■ Image point annotation entries ■
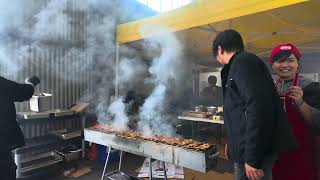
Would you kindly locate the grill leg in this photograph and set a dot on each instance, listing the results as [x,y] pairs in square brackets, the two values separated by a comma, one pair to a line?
[120,160]
[150,168]
[164,170]
[105,164]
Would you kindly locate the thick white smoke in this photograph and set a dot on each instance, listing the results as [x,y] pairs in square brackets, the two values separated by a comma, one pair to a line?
[118,110]
[165,69]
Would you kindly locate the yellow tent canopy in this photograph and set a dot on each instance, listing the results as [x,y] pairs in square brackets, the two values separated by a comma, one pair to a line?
[263,24]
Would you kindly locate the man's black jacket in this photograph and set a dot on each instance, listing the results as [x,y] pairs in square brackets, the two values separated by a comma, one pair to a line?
[11,136]
[255,122]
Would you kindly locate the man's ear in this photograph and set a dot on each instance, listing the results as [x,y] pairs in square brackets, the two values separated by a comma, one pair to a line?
[220,50]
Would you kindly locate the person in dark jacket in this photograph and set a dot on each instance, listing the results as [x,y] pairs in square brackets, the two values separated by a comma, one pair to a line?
[11,136]
[255,123]
[212,94]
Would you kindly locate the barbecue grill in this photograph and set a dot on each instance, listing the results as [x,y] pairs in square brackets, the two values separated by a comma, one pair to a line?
[179,155]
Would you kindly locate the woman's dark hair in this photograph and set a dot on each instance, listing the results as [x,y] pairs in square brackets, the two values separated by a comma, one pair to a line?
[282,55]
[229,41]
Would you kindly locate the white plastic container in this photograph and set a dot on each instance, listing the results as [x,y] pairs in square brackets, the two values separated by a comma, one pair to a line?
[41,102]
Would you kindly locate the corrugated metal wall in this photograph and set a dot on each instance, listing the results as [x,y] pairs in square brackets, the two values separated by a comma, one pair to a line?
[53,65]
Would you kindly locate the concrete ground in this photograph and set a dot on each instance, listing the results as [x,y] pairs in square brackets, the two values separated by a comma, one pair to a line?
[131,163]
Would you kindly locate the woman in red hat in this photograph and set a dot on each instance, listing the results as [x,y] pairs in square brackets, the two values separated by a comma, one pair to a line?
[302,110]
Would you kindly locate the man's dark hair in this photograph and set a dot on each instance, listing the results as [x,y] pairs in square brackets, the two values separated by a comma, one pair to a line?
[229,41]
[212,80]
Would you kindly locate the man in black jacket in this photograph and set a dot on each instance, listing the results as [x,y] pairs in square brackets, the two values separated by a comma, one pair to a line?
[256,126]
[11,136]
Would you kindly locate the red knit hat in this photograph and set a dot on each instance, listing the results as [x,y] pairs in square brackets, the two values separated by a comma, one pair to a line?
[285,47]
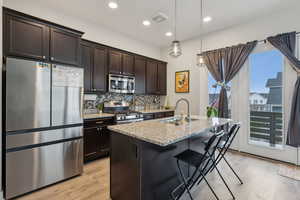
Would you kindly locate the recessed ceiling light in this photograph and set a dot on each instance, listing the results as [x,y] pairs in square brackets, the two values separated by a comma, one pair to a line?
[146,23]
[169,34]
[112,4]
[207,19]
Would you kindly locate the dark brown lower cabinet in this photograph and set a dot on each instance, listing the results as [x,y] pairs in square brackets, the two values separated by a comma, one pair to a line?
[96,138]
[143,171]
[157,115]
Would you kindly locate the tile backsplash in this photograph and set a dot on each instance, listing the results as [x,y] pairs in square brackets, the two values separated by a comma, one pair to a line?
[92,100]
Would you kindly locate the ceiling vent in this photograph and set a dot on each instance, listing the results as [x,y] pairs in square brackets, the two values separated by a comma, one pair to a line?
[160,17]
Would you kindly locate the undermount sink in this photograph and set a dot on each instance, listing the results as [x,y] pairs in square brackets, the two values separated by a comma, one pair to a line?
[178,120]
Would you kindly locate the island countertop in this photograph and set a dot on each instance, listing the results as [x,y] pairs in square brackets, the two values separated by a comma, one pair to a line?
[161,133]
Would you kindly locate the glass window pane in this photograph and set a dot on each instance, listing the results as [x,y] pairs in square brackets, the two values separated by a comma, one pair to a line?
[265,98]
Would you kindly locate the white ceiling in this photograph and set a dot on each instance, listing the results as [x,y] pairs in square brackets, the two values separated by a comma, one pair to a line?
[127,19]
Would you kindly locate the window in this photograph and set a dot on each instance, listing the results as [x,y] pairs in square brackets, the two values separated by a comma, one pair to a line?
[266,118]
[213,92]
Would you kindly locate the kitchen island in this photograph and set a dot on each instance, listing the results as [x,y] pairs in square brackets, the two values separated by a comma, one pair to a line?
[142,163]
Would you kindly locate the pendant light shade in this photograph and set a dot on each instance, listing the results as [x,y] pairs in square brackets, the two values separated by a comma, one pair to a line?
[200,60]
[175,50]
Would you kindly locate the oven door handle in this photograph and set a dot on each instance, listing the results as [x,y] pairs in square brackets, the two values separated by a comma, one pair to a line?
[129,121]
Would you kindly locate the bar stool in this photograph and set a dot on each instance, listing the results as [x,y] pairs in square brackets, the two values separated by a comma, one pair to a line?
[202,163]
[224,145]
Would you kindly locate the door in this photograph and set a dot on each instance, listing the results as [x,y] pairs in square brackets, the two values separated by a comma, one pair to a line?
[162,79]
[261,98]
[151,77]
[115,62]
[27,94]
[99,69]
[86,63]
[140,75]
[128,64]
[65,47]
[67,95]
[26,38]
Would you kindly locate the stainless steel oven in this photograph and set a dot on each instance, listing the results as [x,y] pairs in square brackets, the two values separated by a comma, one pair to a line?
[121,84]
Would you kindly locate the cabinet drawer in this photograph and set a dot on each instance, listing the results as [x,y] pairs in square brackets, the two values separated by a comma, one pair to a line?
[148,116]
[169,114]
[159,115]
[98,122]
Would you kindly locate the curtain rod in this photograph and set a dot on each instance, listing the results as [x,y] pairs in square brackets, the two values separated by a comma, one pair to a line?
[265,40]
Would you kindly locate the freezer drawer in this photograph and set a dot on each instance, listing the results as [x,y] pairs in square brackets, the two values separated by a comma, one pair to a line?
[27,94]
[67,95]
[31,169]
[41,137]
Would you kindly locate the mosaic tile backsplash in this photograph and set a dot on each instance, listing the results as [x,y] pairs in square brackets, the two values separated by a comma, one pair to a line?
[92,100]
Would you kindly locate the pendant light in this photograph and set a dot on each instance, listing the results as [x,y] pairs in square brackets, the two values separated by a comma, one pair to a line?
[175,49]
[200,60]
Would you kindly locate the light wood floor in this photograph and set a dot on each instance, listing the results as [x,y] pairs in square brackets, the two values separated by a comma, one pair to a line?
[261,182]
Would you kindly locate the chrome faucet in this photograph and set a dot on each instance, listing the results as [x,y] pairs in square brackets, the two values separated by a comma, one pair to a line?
[188,107]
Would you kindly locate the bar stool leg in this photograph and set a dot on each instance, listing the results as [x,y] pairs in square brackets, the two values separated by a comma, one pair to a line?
[184,181]
[224,182]
[203,177]
[233,170]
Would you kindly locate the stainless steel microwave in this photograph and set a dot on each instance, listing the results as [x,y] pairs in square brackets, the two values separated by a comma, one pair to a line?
[121,84]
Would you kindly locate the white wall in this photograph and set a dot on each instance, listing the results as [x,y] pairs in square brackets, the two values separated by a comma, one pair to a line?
[1,195]
[92,31]
[285,21]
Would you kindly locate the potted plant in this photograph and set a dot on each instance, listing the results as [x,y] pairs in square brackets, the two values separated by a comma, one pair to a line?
[100,107]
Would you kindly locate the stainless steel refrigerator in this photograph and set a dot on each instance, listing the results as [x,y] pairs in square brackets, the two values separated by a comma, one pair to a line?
[43,124]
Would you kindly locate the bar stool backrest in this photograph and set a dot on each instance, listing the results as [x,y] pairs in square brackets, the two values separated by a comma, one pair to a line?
[213,142]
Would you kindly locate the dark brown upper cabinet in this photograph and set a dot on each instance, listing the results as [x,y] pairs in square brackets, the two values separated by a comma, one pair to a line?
[99,69]
[64,47]
[140,65]
[115,62]
[128,64]
[121,63]
[34,38]
[87,64]
[94,62]
[151,78]
[25,38]
[162,79]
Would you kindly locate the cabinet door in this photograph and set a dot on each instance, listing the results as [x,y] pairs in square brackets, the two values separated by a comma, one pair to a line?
[91,143]
[162,79]
[64,47]
[115,62]
[86,63]
[140,75]
[99,69]
[26,38]
[159,115]
[151,77]
[128,64]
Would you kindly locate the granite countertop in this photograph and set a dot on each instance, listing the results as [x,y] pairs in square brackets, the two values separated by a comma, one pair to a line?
[98,116]
[161,133]
[156,110]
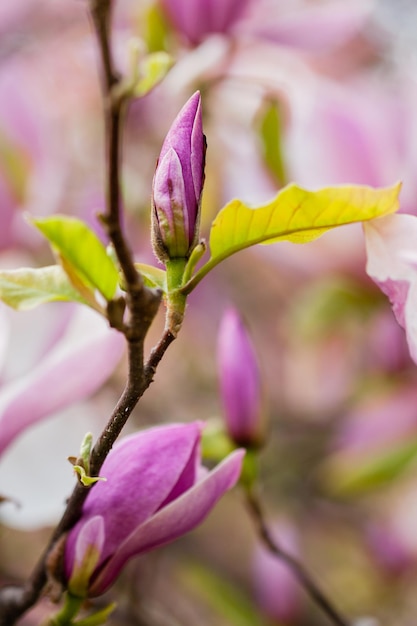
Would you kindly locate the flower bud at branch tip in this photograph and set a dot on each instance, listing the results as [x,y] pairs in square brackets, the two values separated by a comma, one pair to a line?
[178,185]
[240,384]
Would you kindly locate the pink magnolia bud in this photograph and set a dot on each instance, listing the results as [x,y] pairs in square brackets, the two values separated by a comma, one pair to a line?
[155,491]
[178,185]
[240,384]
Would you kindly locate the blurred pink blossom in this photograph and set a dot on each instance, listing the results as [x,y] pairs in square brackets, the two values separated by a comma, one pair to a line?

■ EXERCISE DETAILS ■
Only what runs from the line containing "Would you kindly locate the granite" through the end of the entries above should be extracted, exactly and without pictures.

■ PROBLEM SOLUTION ■
Would you kindly locate the granite countertop in this photograph and set a dot on each instance, listing the results as [x,y] pairs in square brackets, the two values separated by a comma, one pair to a line?
[98,116]
[161,133]
[156,110]
Would you kindly locate the flower bud at branch tip in this photograph and set a dot on each instance, listing the results as [x,y] pairs in square brackets, the two values separated by a comma, one pair to a line?
[178,185]
[240,384]
Would you kindly locate the pink magnolia bud in this photograph and set a dot on each instance, listing the results as [x,y] pairs in square brackets, the two values separated by a comma, one pair to a line?
[155,491]
[178,185]
[240,384]
Would you kindly locate the blurred pink blossom in this photograph and set a dot on each instance, listing the results as [x,y] pairs in square brackets, the two values separated by a comma, one pair to a line?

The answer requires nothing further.